** Objective **
Reproduce all the material exactly, minus any pictures it holds.

[Begin Data]

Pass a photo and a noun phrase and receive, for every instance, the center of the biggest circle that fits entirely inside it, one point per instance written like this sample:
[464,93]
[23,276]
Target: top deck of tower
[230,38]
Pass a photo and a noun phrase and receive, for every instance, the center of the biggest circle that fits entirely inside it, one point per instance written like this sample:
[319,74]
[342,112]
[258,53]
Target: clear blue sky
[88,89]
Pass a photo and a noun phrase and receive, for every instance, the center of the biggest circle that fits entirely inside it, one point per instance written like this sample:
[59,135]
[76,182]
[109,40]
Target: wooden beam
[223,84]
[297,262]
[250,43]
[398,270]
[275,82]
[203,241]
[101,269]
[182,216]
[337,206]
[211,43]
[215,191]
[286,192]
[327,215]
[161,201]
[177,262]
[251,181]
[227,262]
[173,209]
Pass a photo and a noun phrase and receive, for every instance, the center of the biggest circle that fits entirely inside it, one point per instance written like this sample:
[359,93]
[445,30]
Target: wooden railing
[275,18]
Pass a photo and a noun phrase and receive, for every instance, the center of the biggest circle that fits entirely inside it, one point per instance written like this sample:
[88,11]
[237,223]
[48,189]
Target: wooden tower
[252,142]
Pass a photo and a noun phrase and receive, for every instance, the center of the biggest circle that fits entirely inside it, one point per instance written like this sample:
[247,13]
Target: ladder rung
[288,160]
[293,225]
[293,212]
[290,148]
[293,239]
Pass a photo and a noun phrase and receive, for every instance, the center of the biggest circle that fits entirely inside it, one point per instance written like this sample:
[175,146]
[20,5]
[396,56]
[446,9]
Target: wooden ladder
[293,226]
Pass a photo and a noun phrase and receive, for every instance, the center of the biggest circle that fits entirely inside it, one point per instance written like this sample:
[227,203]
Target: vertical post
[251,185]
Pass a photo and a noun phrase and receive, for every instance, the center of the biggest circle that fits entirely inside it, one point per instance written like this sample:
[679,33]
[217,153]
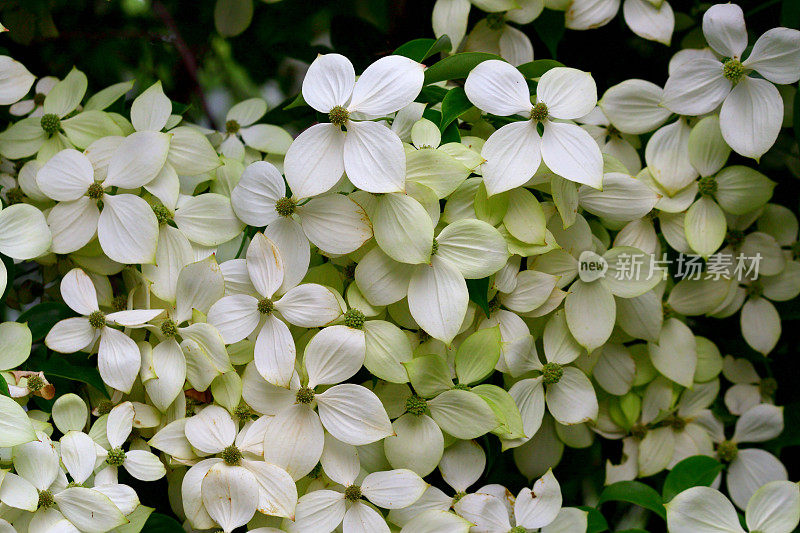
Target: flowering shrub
[468,258]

[End Data]

** Full output **
Pass a photo and a noun phrase and receive, for every instance, the center of the biggest circle that fits entirely inside it, one point per instance written like this sample:
[464,93]
[23,276]
Target: top deck of tower
[230,38]
Pass a photo and a noun phrase and receive, for every instance, the center of the biggest circle that fits entirely inside it, one point per instance written like this sample:
[319,74]
[342,112]
[258,53]
Target: clear blue sky
[88,89]
Pass a photo and a noun phrase and receive, for every instance, the center of the biggest circle that fits entirely inside it, one point per instance written like this sample:
[59,135]
[76,182]
[109,40]
Target: wooden beam
[223,84]
[297,262]
[250,43]
[398,270]
[275,82]
[203,241]
[101,269]
[182,216]
[337,206]
[211,43]
[215,191]
[286,192]
[327,215]
[161,201]
[177,262]
[251,181]
[227,262]
[173,209]
Pass a photo and a noun phrase and receive, for every instance, the center of the biggest circle that fits entirely inside it, one point per instance written like this sample:
[359,93]
[445,30]
Target: wooden railing
[275,18]
Pass a photo and a noun phrase and receive, for every instance, the center of the biggest circle that fits entirely inside it, one point per instance written like this sample:
[88,11]
[237,223]
[48,189]
Target: wooden tower
[252,142]
Pass a photo and a noun phrase and receive, for every instance, the center of the biggest circle that fits entirely inside it, one point per instance written like this sample:
[247,13]
Target: ladder rung
[288,160]
[293,225]
[293,212]
[290,148]
[293,239]
Pass a photo and a noun phrase and receive, for every instance, the center of the biggest circle that fits entirely inside it, one point per instance written like this sample:
[175,146]
[20,5]
[396,56]
[446,9]
Target: wooden ladder
[293,226]
Pass a photo and a noun phrase and receive, for every instance, the center of the biggest circle that fits entirely inside it, one point per instance written like this sample:
[227,203]
Target: vertical post
[251,185]
Pass a photo and a noun phrase and receive, for every instance, the center of the biggest circle that fits entirely inside it, one point per instance written like this sample:
[679,33]
[217,153]
Target: flowering shrub
[468,258]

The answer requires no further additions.